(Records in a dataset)
--- start ---

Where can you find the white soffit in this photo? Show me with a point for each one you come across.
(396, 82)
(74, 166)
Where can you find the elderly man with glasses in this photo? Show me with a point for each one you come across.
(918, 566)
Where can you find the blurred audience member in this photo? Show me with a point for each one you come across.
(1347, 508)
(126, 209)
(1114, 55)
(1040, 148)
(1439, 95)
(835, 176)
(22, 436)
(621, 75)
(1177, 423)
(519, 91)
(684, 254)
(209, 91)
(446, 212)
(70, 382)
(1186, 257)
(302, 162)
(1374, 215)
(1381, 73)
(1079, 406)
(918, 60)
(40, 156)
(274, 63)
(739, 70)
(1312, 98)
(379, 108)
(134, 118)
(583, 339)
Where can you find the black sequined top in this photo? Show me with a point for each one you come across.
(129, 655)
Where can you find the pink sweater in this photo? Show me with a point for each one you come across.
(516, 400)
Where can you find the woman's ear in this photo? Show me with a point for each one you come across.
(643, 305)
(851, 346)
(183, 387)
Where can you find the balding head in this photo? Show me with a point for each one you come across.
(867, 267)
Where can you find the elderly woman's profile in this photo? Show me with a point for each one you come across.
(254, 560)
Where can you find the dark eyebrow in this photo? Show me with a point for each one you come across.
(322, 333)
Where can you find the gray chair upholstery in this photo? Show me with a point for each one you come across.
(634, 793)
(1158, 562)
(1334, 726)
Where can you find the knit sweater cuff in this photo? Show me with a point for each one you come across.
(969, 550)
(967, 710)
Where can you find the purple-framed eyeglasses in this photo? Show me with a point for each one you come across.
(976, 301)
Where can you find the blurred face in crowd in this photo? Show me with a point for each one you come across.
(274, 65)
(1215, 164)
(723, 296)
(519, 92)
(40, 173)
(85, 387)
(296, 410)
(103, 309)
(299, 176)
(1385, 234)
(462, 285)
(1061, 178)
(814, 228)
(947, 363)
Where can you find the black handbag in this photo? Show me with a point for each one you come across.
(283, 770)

--- end ---

Retype the items above line for line, with no changes.

* _RESPONSE_
Where can you find the white soffit in this photo? Show me with a point for each one you come across.
(396, 82)
(74, 166)
Where can you find the elderly man with glasses in this photo? Show me with a point for each one you come across.
(918, 566)
Where can you find the blurred audience member in this photo? Show me with a point for each one you come across.
(1347, 508)
(126, 209)
(1114, 55)
(1040, 148)
(1439, 95)
(835, 176)
(22, 436)
(621, 75)
(1177, 423)
(519, 91)
(684, 254)
(209, 91)
(446, 212)
(70, 382)
(1186, 257)
(302, 162)
(1374, 215)
(1381, 73)
(1079, 406)
(918, 60)
(40, 156)
(274, 63)
(739, 70)
(1312, 98)
(379, 108)
(134, 118)
(583, 339)
Where can you find the black sequined top in this photo? Show me with a point for each one you come across.
(129, 655)
Where can you find the pink sweater in this photo? Show me with a point for each one you come across.
(516, 400)
Where can you find the woman's ear in this photo? Show me with a point for each one you come across.
(643, 305)
(851, 346)
(183, 387)
Where can you find the balding head in this photo? Show me with a point for each one you come across.
(867, 267)
Where can you find the elderly woman's profile in this photo? Show me with a point for each one you come across.
(254, 560)
Where can you find the dark eyebrow in this photo? Show me with a point for each one you come across.
(322, 333)
Where can you find the gray chair upholstery in this photo? Show me with a point for each one you come across.
(634, 793)
(1158, 562)
(1334, 726)
Where can you find the knit sweater cuff in this photo? Show me with a point for each one you come across.
(969, 550)
(967, 710)
Where can you find the purple-framed eyeglasses in this photo? Show me with a point for each one you come across.
(976, 301)
Where can you find the blurred face in crowd in this photo? Show me with a point for each one you come across.
(274, 65)
(1215, 164)
(723, 296)
(519, 92)
(40, 173)
(85, 387)
(296, 410)
(103, 309)
(299, 176)
(1385, 234)
(462, 285)
(1061, 178)
(814, 228)
(947, 363)
Where can you find the black handbag in this photo? Show me with a point for each one you come across.
(283, 770)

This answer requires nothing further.